> Поставленная задача 1: Определите в строках ниже все строки со словом «striped» и перепишите каждую из них без изменений. Регистр букв учитывается.
**** Исходный текст
Читая стенограммы репетиций, видишь, как режиссер движется «по лабиринту» пушкинской мысли, как толкует, а затем и интерпретирует произведение, как ведет за собой актеров. И оказывается, что смелые замыслы спектаклей Любимова всегда вырастали из кропотливой читательской работы; интерпретация пушкинской трагедии основывалась на ее точном прочтении. «Пушкинский текст, если вы ему доверитесь, будет нести вас, как на ковре-самолете», — говорил Ю. П. Любимов[467].
Алла Демидова вспоминала о постановке «Героя нашего времени»: «Любимов на репетиции постоянно говорил: „Трепетно относитесь к тексту. Это классика! Это вам не Иванов, Сидоров, Петров!“»
Однако если читать воспоминания актрисы дальше, видно, что режиссер тут же говорит и нечто противоположное: «И хотя все это верно, но в искусстве нельзя с этого начинать. Если берешься, надо работать на равных, как самонадеянно это ни звучит. Тогда может родиться что-то интересное. А иначе всегда будут только ученические экзерсисы»[468]. Так от рассуждений о верности тексту пьесы режиссер неожиданно, но закономерно «сворачивал» к мысли о том, что прочтение этого текста должно быть субъективным.
«Песенная среда»
За исключением читки, все репетиции, записи которых мы читали, происходили на сценической площадке. По ходу работы, параллельно чтению, осмыслению и толкованию текста размечались мизансцены, шла работа над музыкальной партитурой, вокалом, пластикой, светом, над тем, что Ю. П. Любимов называет «слигованностью», т. е. связанностью спектакля. Текст, музыка, пластика, свет, костюмы — все у Любимова работает на создание ритма спектакля, все слито в единое симфоническое целое. Одна из важнейших составляющих тут — музыка.
Ю. П. Любимов говорил: «…Спектакль — как симфонический оркестр.
Видимо, не случайно я попал и в оперные режиссеры[469]. ‹…› Самое дорогое для меня — музыка, которой я пытался не мешать и сделать так, чтобы она, наоборот, шла прямо к людям. Это очень трудно. Надо себя укрощать, стушевываться перед музыкой, чтобы она была первым лицом, а режиссер — вторым. ‹…›
Во многих спектаклях я отталкиваюсь именно от музыки. ‹…› Это всегда обоюдный процесс, музыка подсказывает решение, но в русле замысла, который мы вместе предварительно проговаривали. Я всегда много работаю с композиторами[470] — тщательно и долго, еще до того, как выхожу к актерам»[471].
В «Борисе Годунове», как мы видели, была использована народная, фольклорная музыка[472]. «Опасно перенасыщать спектакль обрядовыми песнями», — предостерегала режиссера актриса Татьяна Жукова. — «А без этой песенной среды и спектакля не будет», — отвечал Ю. П. Любимов[473].
Фрагмент из «Бориса Годунова», когда-то введенный в спектакль «Товарищ, верь…», тоже был насыщен русскими народными песнями. На репетиции «Бориса Годунова» Ю. П. Любимов напоминает об этом актерам: «В песне „Как ехал ён, ён…“ грусть потрясающая, безнадега полная… Вообще-то „Годуновский“ кусок в „Пушкине“ был у нас музыкально хорошо решен, он был одним из лучших в спектакле»[474].
********
> Поставленная задача 2: Подхватите приведенный выше текст о репетициях Ю. П. Любимова и допишите его продолжение, начиная после последней фразы.
**** Предоставленные строки
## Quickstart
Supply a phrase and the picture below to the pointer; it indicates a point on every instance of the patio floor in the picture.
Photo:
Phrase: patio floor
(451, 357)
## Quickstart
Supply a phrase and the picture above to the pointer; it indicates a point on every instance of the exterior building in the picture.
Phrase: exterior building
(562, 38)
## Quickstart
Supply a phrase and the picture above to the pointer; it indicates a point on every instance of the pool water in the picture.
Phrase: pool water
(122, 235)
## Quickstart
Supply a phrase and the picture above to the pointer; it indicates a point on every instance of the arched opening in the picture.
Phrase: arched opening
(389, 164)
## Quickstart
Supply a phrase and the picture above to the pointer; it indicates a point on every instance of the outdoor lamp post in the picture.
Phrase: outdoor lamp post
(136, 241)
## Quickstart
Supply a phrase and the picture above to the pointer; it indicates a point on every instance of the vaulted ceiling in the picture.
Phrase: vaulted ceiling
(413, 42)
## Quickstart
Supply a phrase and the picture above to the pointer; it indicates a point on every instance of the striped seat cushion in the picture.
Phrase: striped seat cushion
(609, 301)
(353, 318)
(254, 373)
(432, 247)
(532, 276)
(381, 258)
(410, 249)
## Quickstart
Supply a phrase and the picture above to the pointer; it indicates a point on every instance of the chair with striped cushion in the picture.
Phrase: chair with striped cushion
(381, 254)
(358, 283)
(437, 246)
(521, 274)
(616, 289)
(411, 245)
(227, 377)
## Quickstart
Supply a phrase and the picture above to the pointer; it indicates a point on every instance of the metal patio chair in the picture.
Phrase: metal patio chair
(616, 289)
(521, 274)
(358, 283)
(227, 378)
********
> Итоговый результат 1:
Supply a phrase and the picture above to the pointer; it indicates a point on every instance of the striped seat cushion in the picture.
Phrase: striped seat cushion
Supply a phrase and the picture above to the pointer; it indicates a point on every instance of the chair with striped cushion in the picture.
Phrase: chair with striped cushion

> Итоговый результат 2:
Теперь в текст спектакля «Борис Годунов», кроме песен, вошли еще и древнерусские распевы.
Работа по созданию «песенной среды» «Бориса Годунова» шла прямо во время репетиций. Это выглядело, например, так:
«Ю. П. Мне кажется, после „Да взыдет молитва православных…“[475] должен пойти знаменный распев. И потом все завертелось, закружилось. Надо подготовить звукозаписи и включать „рыбу“. Давайте, давайте, ребята. Я буду репетировать, не щадя живота своего, и вас также об этом прошу». (Сцена «Красная площадь»[476]).
«Ю. П. Надо найти настоящую народную музыку песни „Как во городе было во Казани“[477], а не обработку Мусоргского» (Сцена «Корчма на литовской границе»)[478].
Таких примеров из стенограмм репетиций можно приводить много. А на обсуждении спектакля после его первого прогона А. Г. Шнитке говорил: «Я испытал общее эмоциональное потрясение от этого спектакля… Во многих предыдущих спектаклях Театра на Таганке, таких, как спектакль памяти В. С. Высоцкого и в других, и в сегодняшнем спектакле, видно, что Юрий Петрович продолжает поиск нового музыкального театра. И удивительно то, что этот театр рождается в стенах драматического театра… Хотелось бы осмыслить то, что внес в эту работу Дмитрий Покровский. Поражаешься тому, что пьеса слушается посредством своей эпохи… Но главная функция музыки в том, что она создает собирательный образ совести внеличной, от людей идущей, — это сила, объединяющая всех людей. Каждый из актеров в тот или иной момент оказывается связан с этой общей силой, которая судит всех и выносит всему окончательный приговор. Каждый связан с этой силой …независимо от того, на какой отметке нравственной шкалы мы его поставили. И задача музыки в том, что она вносит сюда нравственное очищение. ‹…› И после спектакля мы уходим с надеждой, словно подключившись к этой силе, которая выражена собирательно, общим сознанием, …многоликим хором»!